Can you rewrite the entries below, starting with their first line and going on through the line with "x=223 y=168", and scale every answer coordinate by 1.5, rounding to whole numbers with halves going up? Keep the requests, copy all else unchanged, and leave the pictures out.

-=-=-=-=-

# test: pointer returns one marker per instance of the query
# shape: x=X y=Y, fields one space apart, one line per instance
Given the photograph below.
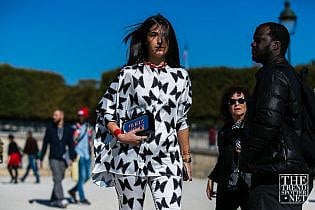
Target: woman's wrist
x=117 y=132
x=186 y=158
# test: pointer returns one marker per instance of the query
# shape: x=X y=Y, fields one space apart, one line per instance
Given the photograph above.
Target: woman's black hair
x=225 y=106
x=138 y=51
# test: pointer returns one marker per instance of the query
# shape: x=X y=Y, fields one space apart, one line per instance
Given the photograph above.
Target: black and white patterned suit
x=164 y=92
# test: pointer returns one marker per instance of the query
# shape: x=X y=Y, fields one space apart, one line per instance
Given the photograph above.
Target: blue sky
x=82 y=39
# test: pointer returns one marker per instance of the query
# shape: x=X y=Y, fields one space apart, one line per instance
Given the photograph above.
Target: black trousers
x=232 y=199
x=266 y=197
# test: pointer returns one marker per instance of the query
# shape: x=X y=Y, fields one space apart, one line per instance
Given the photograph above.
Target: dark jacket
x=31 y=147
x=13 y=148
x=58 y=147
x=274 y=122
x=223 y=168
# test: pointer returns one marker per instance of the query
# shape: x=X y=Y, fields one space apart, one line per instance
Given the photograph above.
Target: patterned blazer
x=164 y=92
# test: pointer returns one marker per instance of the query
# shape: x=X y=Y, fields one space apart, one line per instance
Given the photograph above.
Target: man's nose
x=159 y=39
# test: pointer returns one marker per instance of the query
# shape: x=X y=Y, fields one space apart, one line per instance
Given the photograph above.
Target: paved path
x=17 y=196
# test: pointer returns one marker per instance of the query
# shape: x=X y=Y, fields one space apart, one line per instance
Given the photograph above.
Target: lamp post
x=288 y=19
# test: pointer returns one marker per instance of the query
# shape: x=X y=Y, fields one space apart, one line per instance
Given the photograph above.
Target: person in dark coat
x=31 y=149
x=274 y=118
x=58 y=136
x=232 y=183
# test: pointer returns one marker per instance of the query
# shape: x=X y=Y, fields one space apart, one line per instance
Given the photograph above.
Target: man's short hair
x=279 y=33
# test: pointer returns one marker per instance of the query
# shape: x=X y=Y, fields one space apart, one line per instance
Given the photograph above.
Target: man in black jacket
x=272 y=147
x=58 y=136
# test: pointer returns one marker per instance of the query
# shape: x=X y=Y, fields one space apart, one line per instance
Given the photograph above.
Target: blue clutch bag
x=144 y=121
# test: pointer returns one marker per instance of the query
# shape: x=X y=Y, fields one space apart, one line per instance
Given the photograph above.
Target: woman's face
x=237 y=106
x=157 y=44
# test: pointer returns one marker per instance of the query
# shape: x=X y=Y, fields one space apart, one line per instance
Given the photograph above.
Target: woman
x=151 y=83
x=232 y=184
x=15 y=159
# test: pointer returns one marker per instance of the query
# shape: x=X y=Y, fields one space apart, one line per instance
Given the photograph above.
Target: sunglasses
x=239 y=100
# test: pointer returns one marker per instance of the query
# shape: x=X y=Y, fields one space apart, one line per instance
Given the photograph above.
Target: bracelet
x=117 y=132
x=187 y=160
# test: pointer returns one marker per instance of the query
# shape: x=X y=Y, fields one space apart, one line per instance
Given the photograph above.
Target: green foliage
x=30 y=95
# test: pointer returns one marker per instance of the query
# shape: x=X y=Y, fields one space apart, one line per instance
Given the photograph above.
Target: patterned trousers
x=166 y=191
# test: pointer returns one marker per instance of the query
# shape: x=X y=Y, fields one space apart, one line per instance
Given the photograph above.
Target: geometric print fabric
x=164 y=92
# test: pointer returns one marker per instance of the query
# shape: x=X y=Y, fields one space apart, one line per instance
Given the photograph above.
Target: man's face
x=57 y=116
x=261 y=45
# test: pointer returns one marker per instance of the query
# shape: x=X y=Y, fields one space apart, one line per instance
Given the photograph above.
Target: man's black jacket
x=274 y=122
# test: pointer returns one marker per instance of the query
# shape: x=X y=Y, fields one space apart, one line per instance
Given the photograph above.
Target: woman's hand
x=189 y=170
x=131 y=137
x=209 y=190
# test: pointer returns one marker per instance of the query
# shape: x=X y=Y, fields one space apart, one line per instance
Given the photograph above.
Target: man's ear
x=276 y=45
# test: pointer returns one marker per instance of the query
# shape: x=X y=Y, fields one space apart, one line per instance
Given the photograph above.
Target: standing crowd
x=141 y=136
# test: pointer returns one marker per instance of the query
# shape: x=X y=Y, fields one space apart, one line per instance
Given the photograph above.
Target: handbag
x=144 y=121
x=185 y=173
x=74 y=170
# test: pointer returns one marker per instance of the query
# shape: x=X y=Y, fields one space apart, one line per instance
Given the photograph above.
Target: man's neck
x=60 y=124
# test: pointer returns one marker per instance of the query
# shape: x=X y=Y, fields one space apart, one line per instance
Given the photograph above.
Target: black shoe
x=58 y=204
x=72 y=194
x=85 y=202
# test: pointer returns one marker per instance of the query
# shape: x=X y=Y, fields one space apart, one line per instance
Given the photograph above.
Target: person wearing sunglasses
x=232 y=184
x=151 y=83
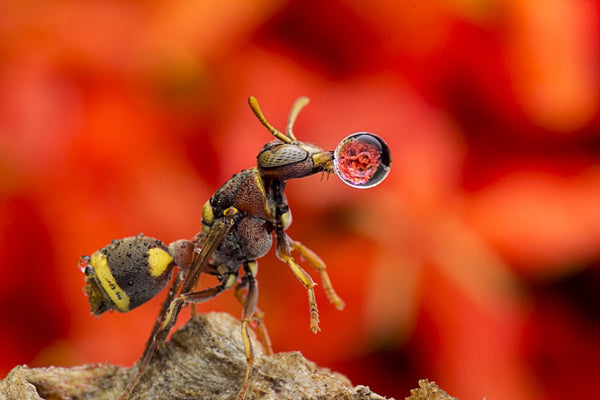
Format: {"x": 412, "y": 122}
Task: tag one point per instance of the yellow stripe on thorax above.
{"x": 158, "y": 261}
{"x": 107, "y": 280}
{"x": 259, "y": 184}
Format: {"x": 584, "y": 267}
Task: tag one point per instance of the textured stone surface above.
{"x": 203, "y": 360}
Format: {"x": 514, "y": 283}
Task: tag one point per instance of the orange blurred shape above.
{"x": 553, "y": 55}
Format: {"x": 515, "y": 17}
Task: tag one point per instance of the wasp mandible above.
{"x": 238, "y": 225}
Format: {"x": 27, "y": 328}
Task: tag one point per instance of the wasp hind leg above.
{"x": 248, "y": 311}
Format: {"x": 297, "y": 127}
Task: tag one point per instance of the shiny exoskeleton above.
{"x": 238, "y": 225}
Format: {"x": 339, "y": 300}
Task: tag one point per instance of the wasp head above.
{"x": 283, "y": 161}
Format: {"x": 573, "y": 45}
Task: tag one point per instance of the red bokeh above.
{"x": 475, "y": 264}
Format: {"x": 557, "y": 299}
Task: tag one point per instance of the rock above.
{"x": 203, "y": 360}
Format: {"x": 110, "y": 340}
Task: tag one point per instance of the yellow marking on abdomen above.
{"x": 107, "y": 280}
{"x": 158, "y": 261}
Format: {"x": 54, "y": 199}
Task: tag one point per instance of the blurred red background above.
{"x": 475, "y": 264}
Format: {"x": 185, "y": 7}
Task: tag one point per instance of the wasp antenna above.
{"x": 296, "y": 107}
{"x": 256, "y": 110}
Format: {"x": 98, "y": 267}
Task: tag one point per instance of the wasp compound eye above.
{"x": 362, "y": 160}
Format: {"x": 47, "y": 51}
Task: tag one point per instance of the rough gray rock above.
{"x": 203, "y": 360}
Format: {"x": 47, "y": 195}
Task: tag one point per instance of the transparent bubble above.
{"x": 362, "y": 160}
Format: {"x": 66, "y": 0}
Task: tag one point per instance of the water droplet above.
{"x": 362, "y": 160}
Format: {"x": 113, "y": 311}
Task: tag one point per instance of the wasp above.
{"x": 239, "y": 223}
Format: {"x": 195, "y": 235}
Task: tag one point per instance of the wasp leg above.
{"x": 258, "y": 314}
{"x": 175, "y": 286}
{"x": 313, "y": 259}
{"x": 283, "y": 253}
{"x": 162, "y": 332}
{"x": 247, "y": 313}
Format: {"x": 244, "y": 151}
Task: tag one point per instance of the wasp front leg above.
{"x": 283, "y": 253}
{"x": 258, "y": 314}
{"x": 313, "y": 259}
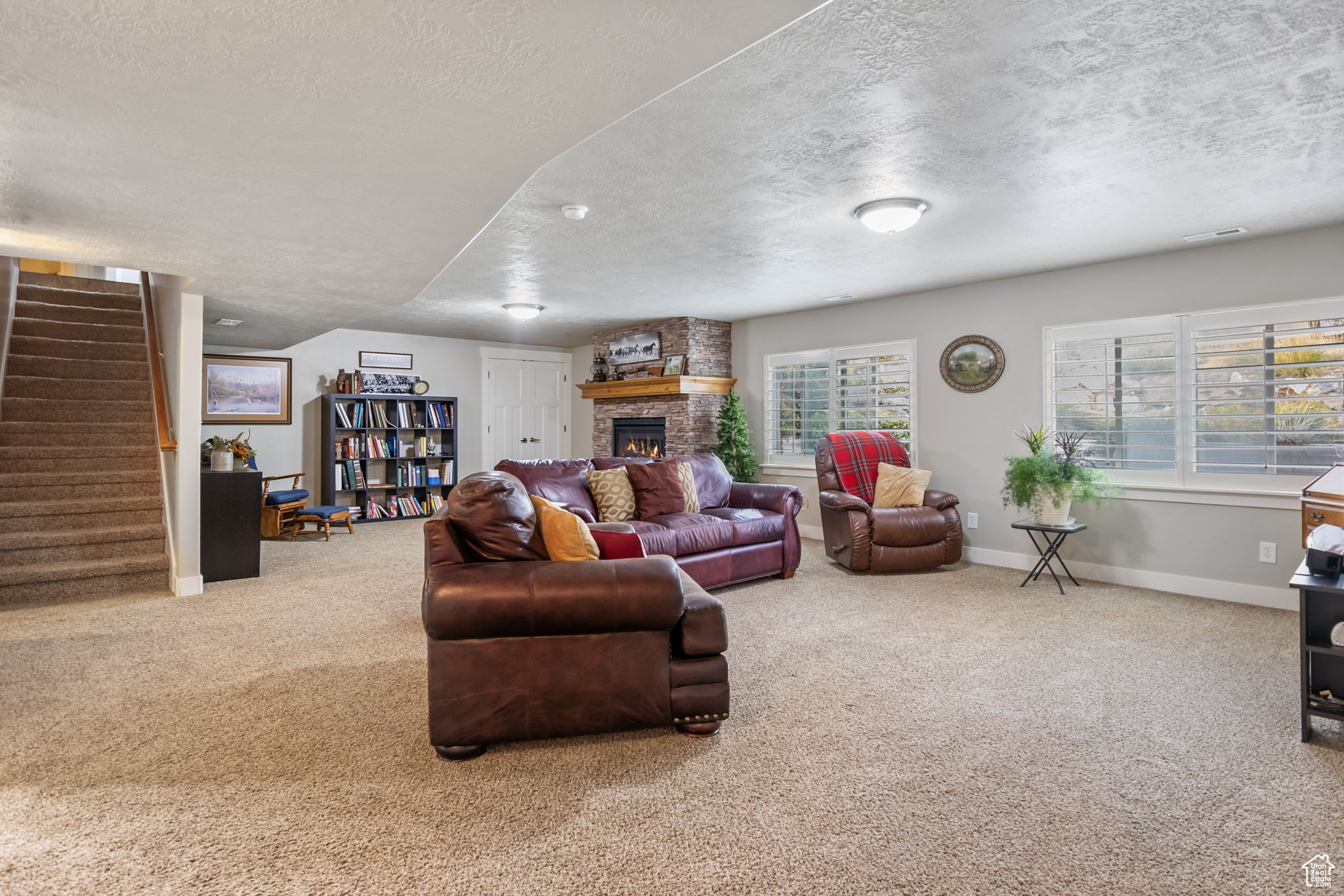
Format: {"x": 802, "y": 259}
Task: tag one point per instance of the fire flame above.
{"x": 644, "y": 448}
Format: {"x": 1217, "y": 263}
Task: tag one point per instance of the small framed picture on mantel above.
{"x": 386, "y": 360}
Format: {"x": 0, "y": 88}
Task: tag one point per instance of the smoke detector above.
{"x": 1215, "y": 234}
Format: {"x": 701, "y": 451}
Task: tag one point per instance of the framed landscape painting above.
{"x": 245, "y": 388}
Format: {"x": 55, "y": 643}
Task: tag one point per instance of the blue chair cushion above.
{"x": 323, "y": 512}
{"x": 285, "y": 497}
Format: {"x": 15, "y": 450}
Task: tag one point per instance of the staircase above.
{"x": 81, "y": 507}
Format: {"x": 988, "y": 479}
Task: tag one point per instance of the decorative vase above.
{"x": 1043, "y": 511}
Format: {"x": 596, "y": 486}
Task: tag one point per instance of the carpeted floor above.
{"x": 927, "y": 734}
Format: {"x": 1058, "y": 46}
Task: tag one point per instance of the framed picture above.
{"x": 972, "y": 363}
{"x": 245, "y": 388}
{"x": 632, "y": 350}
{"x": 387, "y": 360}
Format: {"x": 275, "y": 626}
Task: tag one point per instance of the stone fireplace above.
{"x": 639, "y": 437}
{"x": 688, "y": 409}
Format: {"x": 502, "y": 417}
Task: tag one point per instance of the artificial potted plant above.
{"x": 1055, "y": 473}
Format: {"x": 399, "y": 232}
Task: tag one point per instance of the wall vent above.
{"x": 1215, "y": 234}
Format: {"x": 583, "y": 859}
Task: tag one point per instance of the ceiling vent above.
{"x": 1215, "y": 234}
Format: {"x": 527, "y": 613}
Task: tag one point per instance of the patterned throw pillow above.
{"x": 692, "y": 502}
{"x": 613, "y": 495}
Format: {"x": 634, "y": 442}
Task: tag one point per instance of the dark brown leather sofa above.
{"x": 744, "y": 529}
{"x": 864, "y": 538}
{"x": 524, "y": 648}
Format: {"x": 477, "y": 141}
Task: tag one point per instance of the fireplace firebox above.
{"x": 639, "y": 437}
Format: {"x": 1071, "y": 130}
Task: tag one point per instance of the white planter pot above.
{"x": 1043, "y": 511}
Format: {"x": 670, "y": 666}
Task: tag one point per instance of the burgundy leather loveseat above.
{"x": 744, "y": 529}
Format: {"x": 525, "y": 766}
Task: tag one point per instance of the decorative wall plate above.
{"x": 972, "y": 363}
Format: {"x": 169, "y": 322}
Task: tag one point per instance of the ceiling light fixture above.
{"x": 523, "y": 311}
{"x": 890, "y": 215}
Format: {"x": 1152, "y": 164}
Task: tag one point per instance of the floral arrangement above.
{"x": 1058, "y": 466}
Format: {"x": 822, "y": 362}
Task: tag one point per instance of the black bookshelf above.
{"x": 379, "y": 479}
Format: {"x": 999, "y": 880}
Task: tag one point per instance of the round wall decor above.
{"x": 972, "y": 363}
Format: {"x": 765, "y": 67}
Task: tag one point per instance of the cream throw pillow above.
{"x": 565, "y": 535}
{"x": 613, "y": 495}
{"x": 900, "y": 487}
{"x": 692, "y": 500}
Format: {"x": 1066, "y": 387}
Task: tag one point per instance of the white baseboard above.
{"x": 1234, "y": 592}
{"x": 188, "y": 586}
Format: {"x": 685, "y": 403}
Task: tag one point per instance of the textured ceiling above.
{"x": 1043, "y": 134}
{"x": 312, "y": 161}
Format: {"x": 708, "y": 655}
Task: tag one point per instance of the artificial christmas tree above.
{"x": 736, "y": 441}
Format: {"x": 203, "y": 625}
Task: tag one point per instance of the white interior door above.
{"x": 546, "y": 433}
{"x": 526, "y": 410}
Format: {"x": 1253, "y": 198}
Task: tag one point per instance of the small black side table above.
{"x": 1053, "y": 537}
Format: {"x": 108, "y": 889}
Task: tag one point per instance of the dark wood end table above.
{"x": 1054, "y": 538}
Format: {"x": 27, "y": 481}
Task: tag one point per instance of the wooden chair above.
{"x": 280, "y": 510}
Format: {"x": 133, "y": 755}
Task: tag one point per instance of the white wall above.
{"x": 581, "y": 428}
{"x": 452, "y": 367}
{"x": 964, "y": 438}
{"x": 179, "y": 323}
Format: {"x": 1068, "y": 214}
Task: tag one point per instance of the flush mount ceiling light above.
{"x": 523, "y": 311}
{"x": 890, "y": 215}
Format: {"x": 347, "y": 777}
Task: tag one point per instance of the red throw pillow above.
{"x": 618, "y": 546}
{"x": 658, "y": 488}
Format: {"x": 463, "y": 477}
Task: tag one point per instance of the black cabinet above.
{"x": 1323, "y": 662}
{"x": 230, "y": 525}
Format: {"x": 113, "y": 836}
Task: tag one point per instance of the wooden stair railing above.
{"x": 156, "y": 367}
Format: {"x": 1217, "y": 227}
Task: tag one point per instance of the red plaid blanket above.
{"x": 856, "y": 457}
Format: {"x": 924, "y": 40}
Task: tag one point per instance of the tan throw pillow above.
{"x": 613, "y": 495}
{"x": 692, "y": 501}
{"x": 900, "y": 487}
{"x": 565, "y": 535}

-=-=-=-=-

> **EXERCISE SOLUTION**
# test: pointer returns one marker per instance of the query
# shape: x=X y=Y, fields one space apart, one line per instance
Given the photograph below.
Target: woman's wrist
x=176 y=198
x=279 y=237
# test: pointer returns one marker per instance of the query
# shape: x=X y=Y, fields one space apart, one line per instance
Given the photograph above.
Target: woman's black hair
x=338 y=159
x=207 y=77
# test: pointer returns one marker per instance of the query
# shape: x=X y=Y, fields one space apart, one line per instance
Given the photograph above.
Target: black and white patterned suit
x=246 y=138
# test: pointer returns one marker per instance of the query
# shape: x=X y=Y, fields one space apart, one line per instance
Given the photograph above.
Target: blue sky
x=123 y=59
# test: pointer returns one marker per instance of the query
# shape: x=X y=Y, fields one space apart, one line per instance
Given the photograph above.
Target: black trousers
x=348 y=299
x=399 y=296
# test: pointer returns one marker per instance of the query
# shape: x=X y=Y, fields one space apart, one line per instance
Given the photograph above.
Target: dark jacket
x=47 y=221
x=20 y=222
x=87 y=221
x=411 y=183
x=335 y=252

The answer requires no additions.